Genere: elettronica, industrial, sperimentale
Un disco che è un richiamo a Metropolis di Fritz Lang nelle sue atmosfere cupe e visionarie, con le sue
macchine che mortificano, fagocitano e sopprimono operai/schiavi, ma anche un
album che è figlio legittimo della metropoli postmoderna, nella quale
costantemente siamo chiamati a lottare.
Nonostante si tratti di un esordio, da
ogni traccia emerge chiaramente la maturità artistica di Gianni Venturi (scrittore, poeta, cantante) e Lucien Moreau (compositore, regista, musicista) completamente
padroni del proprio sound e molto sicuri dei propri mezzi comunicativi.
Suoni di elettronica pura si mescolano
ad arrangiamenti di classica orchestrale, sperimentazione, muri di macchine e
sintetizzatori, creando atmosfere apocalittiche che si mescolano ad una voce
narrante che diventa parte stessa della sezione ritmica salmodiando stati d’animo,
paranoie e ansie della vita.

* [Dati forniti]
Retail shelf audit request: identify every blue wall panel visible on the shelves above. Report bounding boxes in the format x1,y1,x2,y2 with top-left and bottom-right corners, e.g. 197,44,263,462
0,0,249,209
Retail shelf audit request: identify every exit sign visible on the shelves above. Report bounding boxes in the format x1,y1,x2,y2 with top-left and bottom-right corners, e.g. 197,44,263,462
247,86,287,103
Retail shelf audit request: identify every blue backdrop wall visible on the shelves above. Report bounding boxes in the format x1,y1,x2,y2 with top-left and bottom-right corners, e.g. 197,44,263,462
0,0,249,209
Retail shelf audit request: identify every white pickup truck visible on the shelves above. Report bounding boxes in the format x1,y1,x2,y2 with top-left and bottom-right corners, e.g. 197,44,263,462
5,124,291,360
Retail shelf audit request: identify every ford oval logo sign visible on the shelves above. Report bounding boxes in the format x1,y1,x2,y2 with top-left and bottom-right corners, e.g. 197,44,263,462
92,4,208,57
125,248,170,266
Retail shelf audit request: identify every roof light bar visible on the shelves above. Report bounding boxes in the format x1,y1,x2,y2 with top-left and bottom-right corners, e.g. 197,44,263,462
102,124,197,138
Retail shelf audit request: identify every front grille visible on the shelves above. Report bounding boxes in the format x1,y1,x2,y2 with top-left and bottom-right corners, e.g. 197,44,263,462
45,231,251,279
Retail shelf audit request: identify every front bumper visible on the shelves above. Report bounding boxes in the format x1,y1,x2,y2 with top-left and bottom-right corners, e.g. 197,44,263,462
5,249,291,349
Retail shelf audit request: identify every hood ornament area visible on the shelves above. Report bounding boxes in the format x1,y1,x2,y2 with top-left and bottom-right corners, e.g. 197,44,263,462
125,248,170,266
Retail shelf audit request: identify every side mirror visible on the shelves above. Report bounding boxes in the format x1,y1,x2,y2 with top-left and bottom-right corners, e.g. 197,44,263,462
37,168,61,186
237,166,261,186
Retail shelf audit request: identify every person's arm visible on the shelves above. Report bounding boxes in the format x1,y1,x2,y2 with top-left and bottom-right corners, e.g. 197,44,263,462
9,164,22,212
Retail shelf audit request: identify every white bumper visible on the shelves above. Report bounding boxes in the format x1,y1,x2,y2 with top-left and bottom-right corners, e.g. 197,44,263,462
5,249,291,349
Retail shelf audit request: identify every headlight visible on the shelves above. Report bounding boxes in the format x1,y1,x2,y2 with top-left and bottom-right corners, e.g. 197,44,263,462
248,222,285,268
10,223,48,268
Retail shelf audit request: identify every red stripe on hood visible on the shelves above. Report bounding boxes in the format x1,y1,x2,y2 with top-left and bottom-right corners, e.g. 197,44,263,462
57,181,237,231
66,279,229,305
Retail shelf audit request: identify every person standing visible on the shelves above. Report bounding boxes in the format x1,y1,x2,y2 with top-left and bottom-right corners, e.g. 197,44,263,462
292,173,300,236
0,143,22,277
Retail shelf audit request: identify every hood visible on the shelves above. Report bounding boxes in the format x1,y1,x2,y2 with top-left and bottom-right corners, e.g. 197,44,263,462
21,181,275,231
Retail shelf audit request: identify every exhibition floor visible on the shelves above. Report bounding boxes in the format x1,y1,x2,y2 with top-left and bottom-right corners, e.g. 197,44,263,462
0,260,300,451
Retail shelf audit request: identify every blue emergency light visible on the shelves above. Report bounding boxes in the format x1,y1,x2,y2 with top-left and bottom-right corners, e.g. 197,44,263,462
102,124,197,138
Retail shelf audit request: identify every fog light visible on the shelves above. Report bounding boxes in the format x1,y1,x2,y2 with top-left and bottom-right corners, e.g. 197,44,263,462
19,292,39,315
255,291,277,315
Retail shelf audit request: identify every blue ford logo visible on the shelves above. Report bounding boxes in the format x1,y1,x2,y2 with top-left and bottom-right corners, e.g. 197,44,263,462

* [Serie di compiti]
• A. Aggiorna il passo della recensione dell'album che comincia con "Suoni di elettronica" e termina con "ansie della vita.", mettendo "tastiere" al posto di "sintetizzatori".
• B. Scrivi il seguito della recensione dell'album, partendo dopo la sua ultima frase.
Le righe sono materiale separato e indipendente dalla recensione dell'album.

* [Risposte all'esercizio]
• A.
Suoni di elettronica pura si mescolano
ad arrangiamenti di classica orchestrale, sperimentazione, muri di macchine e
tastiere, creando atmosfere apocalittiche che si mescolano ad una voce
narrante che diventa parte stessa della sezione ritmica salmodiando stati d’animo,
paranoie e ansie della vita.

• B.
Un lungo album (16 tracce per 76 minuti
circa) dalla doppia anima, una che tenta di volare alta sulle miserie di tutti
i giorni (ed in questo duemila c’è veramente da sbizzarrirsi) e l’altra che,
nello stesso momento, tenta di fare a polpette qualunque esperienza estetica sempre
piegata alla legge del più forte, si tratti di leggi politiche, economiche,
sociali o delle più moderne leggi della comunicazione che domandano un
sacrificio assai costoso al dio Moloch.
La disinvoltura con la quale Venturi/Moreau trattano aspetti
personali di uomini, che potremmo essere noi e molto spesso non lo siamo, che anziché
battersi per sopraffare gli altri da questa o quella parte di qualsiasi muro,
hanno dedicato la propria vita a sperimentare nuove strade di espressione
personale e musicale, non manca di lasciare perplesso l’ascoltatore.
Musiche e storie di scontri di uomini, conflitti
giornalieri che ci schiacciano, ci riducono a mera massa inerte e lobotomizzata,
lotte contro i potenti che puntualmente vincono e vinceranno, lo fanno ogni
giorno.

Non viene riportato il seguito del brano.